== Stored data ==
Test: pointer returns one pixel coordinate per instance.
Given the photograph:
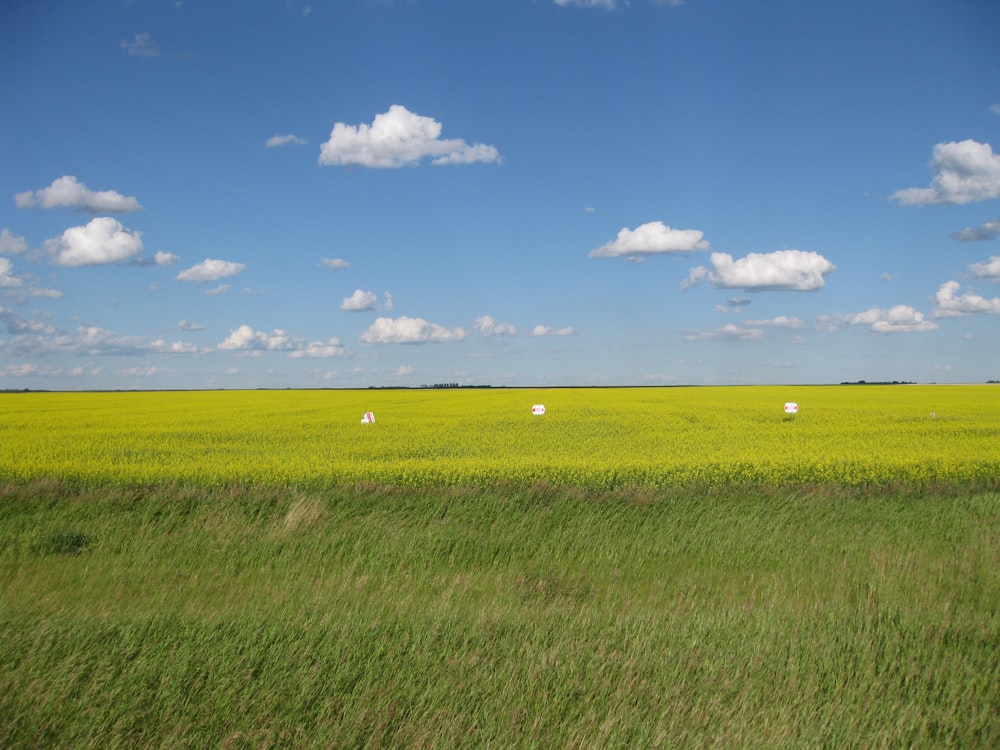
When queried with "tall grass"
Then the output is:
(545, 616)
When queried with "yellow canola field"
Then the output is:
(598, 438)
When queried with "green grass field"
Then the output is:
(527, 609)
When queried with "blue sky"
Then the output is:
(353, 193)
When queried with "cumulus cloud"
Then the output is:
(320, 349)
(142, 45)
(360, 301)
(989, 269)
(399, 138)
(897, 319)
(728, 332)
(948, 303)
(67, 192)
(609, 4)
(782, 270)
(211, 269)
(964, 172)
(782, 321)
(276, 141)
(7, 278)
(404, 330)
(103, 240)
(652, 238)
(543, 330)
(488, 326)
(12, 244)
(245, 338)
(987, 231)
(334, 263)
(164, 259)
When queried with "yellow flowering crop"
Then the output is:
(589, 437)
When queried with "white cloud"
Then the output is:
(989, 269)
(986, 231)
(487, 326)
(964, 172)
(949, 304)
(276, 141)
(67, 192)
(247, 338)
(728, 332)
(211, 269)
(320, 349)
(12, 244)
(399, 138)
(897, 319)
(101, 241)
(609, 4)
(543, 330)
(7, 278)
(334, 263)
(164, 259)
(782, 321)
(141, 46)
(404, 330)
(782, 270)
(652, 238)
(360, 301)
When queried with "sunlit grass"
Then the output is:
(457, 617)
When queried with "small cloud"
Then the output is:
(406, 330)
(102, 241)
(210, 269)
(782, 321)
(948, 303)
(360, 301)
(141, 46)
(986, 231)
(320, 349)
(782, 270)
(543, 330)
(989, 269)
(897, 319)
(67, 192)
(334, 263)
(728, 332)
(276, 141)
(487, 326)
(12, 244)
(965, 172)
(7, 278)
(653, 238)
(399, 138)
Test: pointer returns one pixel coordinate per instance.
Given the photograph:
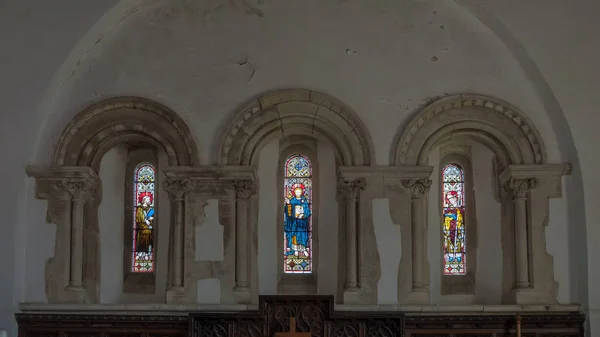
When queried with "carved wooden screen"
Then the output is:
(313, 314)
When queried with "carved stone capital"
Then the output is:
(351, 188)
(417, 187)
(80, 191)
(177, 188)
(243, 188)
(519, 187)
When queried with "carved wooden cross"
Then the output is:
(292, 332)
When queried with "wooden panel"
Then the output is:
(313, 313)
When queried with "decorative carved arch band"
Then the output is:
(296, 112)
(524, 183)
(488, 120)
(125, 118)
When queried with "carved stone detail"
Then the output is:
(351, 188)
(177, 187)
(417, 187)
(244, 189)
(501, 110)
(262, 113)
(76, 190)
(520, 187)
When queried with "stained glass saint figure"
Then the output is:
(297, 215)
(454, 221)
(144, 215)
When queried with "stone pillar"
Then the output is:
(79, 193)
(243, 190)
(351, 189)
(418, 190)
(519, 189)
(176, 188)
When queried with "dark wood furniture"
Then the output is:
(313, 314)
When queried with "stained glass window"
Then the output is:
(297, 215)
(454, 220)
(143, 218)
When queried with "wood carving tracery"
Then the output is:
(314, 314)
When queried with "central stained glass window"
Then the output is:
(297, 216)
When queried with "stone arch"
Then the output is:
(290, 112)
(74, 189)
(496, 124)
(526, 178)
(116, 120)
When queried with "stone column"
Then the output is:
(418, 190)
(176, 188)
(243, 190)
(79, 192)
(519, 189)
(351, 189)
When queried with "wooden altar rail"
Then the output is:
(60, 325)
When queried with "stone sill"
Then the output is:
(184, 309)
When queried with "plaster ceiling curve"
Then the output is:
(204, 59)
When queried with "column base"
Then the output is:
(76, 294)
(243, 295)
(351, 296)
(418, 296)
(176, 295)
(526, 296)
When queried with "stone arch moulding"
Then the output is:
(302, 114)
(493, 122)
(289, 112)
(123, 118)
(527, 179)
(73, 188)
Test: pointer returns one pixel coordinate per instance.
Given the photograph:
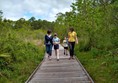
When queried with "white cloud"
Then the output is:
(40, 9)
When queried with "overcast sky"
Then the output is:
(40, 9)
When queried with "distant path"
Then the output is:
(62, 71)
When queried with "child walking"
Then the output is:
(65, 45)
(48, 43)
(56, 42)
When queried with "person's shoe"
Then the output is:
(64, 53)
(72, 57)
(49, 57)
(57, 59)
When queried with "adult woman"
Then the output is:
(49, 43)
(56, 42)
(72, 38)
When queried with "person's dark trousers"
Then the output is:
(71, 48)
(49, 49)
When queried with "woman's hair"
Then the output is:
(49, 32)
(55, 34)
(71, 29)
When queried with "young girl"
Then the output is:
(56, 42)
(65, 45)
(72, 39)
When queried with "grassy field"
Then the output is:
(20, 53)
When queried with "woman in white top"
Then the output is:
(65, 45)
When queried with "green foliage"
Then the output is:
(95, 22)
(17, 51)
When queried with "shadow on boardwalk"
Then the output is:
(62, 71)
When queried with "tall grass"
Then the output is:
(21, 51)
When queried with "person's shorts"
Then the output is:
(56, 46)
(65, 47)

== Short task ==
Transcribe the records above exactly, omitting every picture they contain.

== Result of the exercise ==
Test: pointer returns one pixel coordinate per instance.
Given the photograph:
When queried with "tall grass"
Then the output is:
(545, 616)
When queried with "yellow canola field"
Then the output is:
(598, 438)
When queried with "green grass field"
Then the output is:
(527, 609)
When queried with "blue sky"
Then the output is:
(353, 193)
When queried with "cumulus cloud"
Then the output is:
(320, 349)
(142, 45)
(360, 301)
(989, 269)
(399, 138)
(897, 319)
(728, 332)
(948, 303)
(67, 192)
(609, 4)
(782, 270)
(211, 269)
(964, 172)
(782, 321)
(276, 141)
(7, 278)
(404, 330)
(103, 240)
(652, 238)
(543, 330)
(488, 326)
(12, 244)
(245, 338)
(987, 231)
(334, 263)
(164, 259)
When queried with "yellow flowering crop"
Then the output is:
(589, 437)
When queried with "white cloud"
Then the output is:
(989, 269)
(986, 231)
(487, 326)
(964, 172)
(949, 304)
(276, 141)
(67, 192)
(247, 338)
(728, 332)
(211, 269)
(320, 349)
(12, 244)
(399, 138)
(897, 319)
(101, 241)
(609, 4)
(543, 330)
(7, 278)
(334, 263)
(164, 259)
(782, 321)
(141, 46)
(404, 330)
(782, 270)
(652, 238)
(360, 301)
When queried with "sunlit grass"
Then the output is:
(457, 617)
When queried with "small cloud"
Then the output is:
(406, 330)
(102, 241)
(210, 269)
(782, 321)
(948, 303)
(360, 301)
(141, 46)
(986, 231)
(320, 349)
(782, 270)
(543, 330)
(989, 269)
(897, 319)
(67, 192)
(334, 263)
(728, 332)
(276, 141)
(487, 326)
(12, 244)
(965, 172)
(7, 278)
(653, 238)
(399, 138)
Test: pointer returns one pixel coordinate per instance.
Given the photograph:
When queried with "carved wooden screen"
Then the output is:
(313, 314)
When queried with "carved stone capital"
Then the output is:
(351, 188)
(417, 187)
(80, 191)
(177, 188)
(243, 188)
(519, 187)
When queried with "carved wooden cross"
Then the output is:
(292, 332)
When queried with "wooden panel"
Then the output is:
(313, 313)
When queried with "decorative carved arch band"
Then the output is:
(296, 112)
(524, 183)
(488, 120)
(125, 118)
When queried with "carved stone detail"
Then the output is:
(351, 188)
(177, 187)
(417, 187)
(244, 189)
(501, 110)
(262, 113)
(76, 190)
(520, 187)
When queried with "stained glass saint figure"
Then the output is:
(297, 215)
(454, 221)
(144, 215)
When queried with "stone pillar"
Then the output is:
(79, 193)
(243, 190)
(351, 189)
(418, 190)
(519, 189)
(176, 188)
When queried with "dark wood furniture"
Then the output is:
(313, 314)
When queried with "stained glass window"
Then the output is:
(297, 215)
(454, 220)
(143, 218)
When queried with "wood carving tracery"
Then the output is:
(314, 314)
When queried with "central stained glass window"
Then the output is:
(297, 216)
When queried with "stone arch"
Then the output is:
(290, 112)
(74, 189)
(496, 124)
(526, 178)
(116, 120)
When queried with "stone column"
Then the output is:
(418, 190)
(176, 188)
(243, 190)
(79, 192)
(519, 189)
(351, 189)
When queried with "wooden altar rail"
Then the output is:
(60, 325)
When queried with "stone sill"
Then the output is:
(184, 309)
When queried with "plaster ceiling curve"
Then the output is:
(204, 59)
When queried with "column base"
Then the output is:
(76, 294)
(243, 295)
(351, 296)
(418, 296)
(176, 295)
(526, 296)
When queried with "stone arch moulding"
Then the output is:
(302, 114)
(493, 122)
(289, 112)
(123, 118)
(527, 179)
(73, 188)
Test: pointer returns one pixel coordinate per instance.
Given the photograph:
When queried with "white cloud"
Then the output is:
(40, 9)
When queried with "overcast sky"
Then the output is:
(40, 9)
When queried with "distant path"
Then the output is:
(62, 71)
When queried with "child walking"
Then the output is:
(65, 45)
(48, 43)
(56, 42)
When queried with "person's shoe"
Then the output is:
(64, 53)
(72, 57)
(49, 57)
(57, 59)
When queried with "adult woman"
Then the output is:
(49, 43)
(56, 42)
(72, 38)
When queried with "person's dark trousers"
Then the output is:
(71, 48)
(49, 49)
When queried with "woman's hair"
Then the output is:
(49, 32)
(55, 34)
(71, 29)
When queried with "young girl"
Then the output is:
(56, 42)
(65, 45)
(72, 39)
When queried with "grassy field"
Then the output is:
(20, 53)
When queried with "woman in white top"
Then the output is:
(65, 45)
When queried with "green foliage"
Then the output is:
(95, 22)
(17, 51)
When queried with "shadow on boardwalk"
Then the output is:
(62, 71)
When queried with "tall grass"
Then the output is:
(21, 51)
When queried with "person's shorts"
Then the output is:
(56, 46)
(65, 47)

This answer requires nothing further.